Records shown ->

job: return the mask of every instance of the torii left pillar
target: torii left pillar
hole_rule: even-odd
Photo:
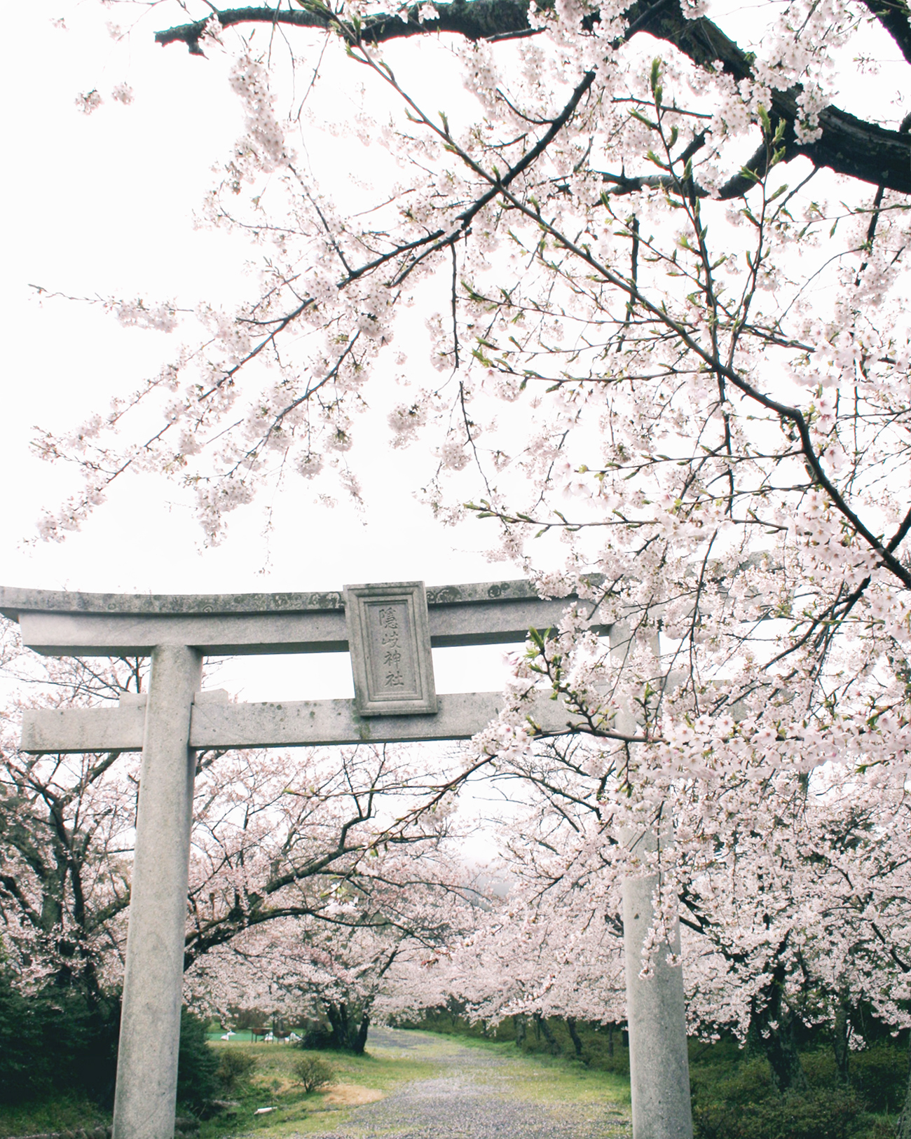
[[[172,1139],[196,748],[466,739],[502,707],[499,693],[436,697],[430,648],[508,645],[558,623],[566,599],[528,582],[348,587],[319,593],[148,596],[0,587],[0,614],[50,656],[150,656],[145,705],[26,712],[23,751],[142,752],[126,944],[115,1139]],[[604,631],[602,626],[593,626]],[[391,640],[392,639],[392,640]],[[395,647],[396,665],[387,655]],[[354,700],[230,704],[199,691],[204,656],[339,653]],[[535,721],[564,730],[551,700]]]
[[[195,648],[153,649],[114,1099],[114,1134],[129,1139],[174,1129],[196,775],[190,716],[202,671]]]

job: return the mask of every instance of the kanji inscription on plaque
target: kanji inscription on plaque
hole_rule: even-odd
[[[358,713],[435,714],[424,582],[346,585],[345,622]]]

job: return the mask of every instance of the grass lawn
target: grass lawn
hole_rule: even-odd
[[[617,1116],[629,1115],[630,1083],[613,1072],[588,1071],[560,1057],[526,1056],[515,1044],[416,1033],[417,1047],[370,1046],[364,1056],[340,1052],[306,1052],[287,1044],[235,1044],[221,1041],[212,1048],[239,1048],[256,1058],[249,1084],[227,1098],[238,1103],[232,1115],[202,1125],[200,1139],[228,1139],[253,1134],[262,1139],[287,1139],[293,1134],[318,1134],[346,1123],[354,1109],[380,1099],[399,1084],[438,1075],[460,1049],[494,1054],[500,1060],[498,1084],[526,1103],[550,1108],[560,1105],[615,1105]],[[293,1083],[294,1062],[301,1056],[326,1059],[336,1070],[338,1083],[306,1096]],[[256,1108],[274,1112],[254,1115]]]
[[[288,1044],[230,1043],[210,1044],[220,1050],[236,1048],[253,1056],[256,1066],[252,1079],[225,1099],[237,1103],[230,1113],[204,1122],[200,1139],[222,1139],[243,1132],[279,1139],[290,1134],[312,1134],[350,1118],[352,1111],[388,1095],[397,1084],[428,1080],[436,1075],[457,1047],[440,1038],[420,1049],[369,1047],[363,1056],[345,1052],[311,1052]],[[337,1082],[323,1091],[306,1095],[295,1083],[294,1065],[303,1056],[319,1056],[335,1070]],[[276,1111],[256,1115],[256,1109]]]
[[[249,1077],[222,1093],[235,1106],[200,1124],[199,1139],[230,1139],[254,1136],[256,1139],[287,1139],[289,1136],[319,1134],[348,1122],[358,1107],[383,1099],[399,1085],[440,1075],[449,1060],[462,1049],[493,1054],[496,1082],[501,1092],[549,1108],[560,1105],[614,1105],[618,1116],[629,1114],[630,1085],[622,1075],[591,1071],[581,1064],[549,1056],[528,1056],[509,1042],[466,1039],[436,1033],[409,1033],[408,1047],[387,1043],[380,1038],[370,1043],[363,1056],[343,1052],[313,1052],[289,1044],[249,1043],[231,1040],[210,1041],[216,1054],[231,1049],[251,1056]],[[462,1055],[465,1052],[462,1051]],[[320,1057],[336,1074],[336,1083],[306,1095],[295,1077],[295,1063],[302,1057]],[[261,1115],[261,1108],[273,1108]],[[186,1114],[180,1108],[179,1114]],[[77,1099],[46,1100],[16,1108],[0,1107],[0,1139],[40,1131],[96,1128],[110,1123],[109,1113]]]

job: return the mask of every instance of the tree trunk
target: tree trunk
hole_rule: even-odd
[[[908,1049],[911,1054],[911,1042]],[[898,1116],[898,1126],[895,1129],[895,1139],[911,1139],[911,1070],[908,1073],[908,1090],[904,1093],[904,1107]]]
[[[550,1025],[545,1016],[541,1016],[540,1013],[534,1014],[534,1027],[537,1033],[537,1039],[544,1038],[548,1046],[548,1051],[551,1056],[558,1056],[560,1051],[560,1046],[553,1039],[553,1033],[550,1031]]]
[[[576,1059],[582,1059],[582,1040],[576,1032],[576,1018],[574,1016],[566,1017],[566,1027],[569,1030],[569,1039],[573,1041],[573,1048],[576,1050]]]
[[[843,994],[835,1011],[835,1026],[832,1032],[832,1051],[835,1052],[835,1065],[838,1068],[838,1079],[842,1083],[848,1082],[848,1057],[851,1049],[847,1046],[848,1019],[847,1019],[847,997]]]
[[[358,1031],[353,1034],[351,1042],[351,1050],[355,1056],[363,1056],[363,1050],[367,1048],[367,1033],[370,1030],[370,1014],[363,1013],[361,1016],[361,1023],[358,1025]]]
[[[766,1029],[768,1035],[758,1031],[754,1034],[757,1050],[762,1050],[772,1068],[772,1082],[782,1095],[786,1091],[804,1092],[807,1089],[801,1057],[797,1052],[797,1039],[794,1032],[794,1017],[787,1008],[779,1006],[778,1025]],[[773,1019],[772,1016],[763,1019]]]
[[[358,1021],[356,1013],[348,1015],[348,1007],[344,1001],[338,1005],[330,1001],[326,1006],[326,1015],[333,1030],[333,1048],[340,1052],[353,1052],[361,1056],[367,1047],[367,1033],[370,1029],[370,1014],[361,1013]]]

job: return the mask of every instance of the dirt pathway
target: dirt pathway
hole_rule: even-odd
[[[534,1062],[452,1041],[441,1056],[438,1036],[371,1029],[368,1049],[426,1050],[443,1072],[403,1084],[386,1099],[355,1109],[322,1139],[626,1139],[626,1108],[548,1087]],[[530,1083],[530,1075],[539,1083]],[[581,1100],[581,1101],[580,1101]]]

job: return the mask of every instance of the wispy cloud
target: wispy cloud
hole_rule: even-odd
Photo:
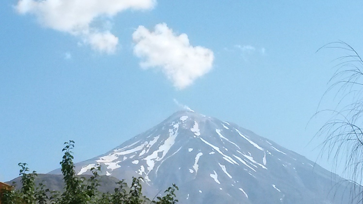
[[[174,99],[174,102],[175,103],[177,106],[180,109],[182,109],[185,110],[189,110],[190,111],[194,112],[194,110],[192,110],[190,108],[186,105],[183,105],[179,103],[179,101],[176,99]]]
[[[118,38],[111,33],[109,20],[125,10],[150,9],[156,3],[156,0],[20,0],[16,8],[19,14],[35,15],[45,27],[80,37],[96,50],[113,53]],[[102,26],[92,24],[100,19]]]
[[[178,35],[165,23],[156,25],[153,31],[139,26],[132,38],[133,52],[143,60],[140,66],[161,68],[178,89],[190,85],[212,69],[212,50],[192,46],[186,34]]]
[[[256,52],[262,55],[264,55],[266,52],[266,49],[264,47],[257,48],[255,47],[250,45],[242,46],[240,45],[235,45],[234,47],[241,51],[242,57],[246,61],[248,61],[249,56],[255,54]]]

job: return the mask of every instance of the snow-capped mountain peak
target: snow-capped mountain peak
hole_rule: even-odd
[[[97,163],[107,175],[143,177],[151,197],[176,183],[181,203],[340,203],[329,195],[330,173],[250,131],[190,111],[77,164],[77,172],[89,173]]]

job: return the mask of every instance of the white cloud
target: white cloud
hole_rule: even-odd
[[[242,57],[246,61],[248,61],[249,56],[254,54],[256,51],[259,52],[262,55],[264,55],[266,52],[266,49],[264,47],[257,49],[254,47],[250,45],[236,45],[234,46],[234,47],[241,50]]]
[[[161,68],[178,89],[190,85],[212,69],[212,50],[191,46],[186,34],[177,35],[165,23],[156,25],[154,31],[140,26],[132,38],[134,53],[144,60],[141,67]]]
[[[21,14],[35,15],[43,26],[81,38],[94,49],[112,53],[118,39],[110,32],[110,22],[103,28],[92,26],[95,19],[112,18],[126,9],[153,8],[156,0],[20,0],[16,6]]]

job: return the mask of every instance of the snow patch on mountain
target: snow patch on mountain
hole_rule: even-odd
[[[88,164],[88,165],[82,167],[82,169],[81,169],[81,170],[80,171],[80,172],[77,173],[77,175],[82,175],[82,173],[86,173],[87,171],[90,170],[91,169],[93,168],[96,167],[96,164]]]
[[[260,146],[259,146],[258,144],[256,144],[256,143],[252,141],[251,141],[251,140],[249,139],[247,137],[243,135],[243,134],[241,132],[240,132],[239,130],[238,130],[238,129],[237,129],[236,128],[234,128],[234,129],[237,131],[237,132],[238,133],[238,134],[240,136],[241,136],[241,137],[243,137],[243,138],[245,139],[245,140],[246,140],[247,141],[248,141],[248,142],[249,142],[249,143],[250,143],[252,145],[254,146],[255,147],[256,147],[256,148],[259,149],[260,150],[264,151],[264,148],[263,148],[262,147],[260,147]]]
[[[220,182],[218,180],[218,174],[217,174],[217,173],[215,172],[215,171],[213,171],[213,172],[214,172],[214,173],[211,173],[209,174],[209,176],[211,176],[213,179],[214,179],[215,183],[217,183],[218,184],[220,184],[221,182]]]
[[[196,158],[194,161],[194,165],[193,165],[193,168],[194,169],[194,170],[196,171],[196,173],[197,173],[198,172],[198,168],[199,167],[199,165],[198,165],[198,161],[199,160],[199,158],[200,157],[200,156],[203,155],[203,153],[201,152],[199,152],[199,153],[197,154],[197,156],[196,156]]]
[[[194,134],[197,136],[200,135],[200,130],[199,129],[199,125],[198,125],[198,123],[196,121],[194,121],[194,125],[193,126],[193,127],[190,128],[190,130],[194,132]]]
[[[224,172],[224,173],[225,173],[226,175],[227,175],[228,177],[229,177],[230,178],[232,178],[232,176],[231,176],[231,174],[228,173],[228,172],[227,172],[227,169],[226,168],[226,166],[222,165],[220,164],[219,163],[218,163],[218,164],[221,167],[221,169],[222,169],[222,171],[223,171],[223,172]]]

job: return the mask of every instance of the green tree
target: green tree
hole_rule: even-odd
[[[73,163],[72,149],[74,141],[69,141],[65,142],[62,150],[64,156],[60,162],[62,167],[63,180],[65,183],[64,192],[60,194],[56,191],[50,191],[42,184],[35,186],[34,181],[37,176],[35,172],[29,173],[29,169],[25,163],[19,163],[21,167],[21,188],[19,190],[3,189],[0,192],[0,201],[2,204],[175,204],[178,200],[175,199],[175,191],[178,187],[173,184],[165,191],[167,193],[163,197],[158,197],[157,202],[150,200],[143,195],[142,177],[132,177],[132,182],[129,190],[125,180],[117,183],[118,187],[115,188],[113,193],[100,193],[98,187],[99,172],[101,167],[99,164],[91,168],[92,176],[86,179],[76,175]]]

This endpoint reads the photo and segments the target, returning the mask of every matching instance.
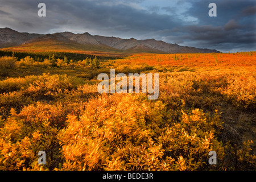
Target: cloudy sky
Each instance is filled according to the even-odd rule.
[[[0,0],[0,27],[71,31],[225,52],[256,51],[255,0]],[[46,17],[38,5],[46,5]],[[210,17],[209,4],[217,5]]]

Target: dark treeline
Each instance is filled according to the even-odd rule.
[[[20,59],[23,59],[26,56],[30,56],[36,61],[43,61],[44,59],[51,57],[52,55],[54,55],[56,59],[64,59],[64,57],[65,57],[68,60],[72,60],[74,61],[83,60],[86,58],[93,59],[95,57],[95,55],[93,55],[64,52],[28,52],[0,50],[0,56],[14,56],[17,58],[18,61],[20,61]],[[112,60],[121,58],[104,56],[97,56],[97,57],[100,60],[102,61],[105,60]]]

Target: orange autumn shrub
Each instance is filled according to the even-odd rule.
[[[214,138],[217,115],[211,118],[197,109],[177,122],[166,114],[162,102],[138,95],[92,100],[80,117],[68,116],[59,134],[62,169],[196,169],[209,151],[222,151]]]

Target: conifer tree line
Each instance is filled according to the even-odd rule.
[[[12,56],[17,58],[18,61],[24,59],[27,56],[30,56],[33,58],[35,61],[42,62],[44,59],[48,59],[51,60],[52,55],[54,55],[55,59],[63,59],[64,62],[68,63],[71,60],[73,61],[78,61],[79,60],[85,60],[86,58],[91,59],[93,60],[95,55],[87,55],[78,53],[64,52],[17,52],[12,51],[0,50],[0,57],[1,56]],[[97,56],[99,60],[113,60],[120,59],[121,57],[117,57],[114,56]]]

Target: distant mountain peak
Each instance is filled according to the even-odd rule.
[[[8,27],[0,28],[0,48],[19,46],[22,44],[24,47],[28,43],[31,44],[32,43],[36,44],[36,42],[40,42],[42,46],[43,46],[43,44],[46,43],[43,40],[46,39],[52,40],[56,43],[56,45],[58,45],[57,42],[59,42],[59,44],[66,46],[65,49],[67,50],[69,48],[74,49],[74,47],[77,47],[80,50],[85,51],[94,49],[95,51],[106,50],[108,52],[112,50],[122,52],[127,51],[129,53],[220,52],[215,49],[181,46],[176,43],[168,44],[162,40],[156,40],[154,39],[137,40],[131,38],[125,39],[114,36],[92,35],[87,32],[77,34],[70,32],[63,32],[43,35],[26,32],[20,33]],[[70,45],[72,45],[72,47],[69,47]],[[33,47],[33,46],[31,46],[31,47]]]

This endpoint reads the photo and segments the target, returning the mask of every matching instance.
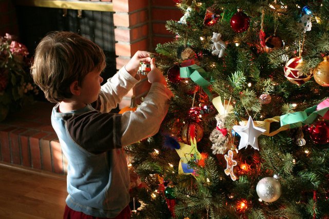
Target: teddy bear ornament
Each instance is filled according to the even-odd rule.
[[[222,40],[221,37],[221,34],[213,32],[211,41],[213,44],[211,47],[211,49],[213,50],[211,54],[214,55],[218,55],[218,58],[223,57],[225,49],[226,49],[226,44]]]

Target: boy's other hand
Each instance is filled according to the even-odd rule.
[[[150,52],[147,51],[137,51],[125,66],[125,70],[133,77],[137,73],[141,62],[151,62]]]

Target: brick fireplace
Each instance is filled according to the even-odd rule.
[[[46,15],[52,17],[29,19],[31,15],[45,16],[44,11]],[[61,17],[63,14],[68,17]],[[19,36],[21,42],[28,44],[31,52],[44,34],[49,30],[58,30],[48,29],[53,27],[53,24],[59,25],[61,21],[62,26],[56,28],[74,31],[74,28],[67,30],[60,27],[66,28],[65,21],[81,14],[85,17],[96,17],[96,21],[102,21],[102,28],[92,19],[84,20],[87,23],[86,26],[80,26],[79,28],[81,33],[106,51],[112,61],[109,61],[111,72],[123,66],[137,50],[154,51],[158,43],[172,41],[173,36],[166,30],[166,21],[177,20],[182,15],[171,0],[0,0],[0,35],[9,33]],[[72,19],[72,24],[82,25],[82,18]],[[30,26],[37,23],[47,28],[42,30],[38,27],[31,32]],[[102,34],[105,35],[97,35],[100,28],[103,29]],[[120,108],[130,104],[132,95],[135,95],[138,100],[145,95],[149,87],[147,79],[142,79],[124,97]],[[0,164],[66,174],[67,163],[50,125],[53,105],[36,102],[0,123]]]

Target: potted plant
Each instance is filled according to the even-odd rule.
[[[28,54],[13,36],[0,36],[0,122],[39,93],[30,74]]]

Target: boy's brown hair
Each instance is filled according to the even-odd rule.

Problem requirements -> Which lines of the data above contain the word "lawn"? Find each one and copy it out in full.

The solution ->
job: return the mask of every instance of the grass lawn
target: grass lawn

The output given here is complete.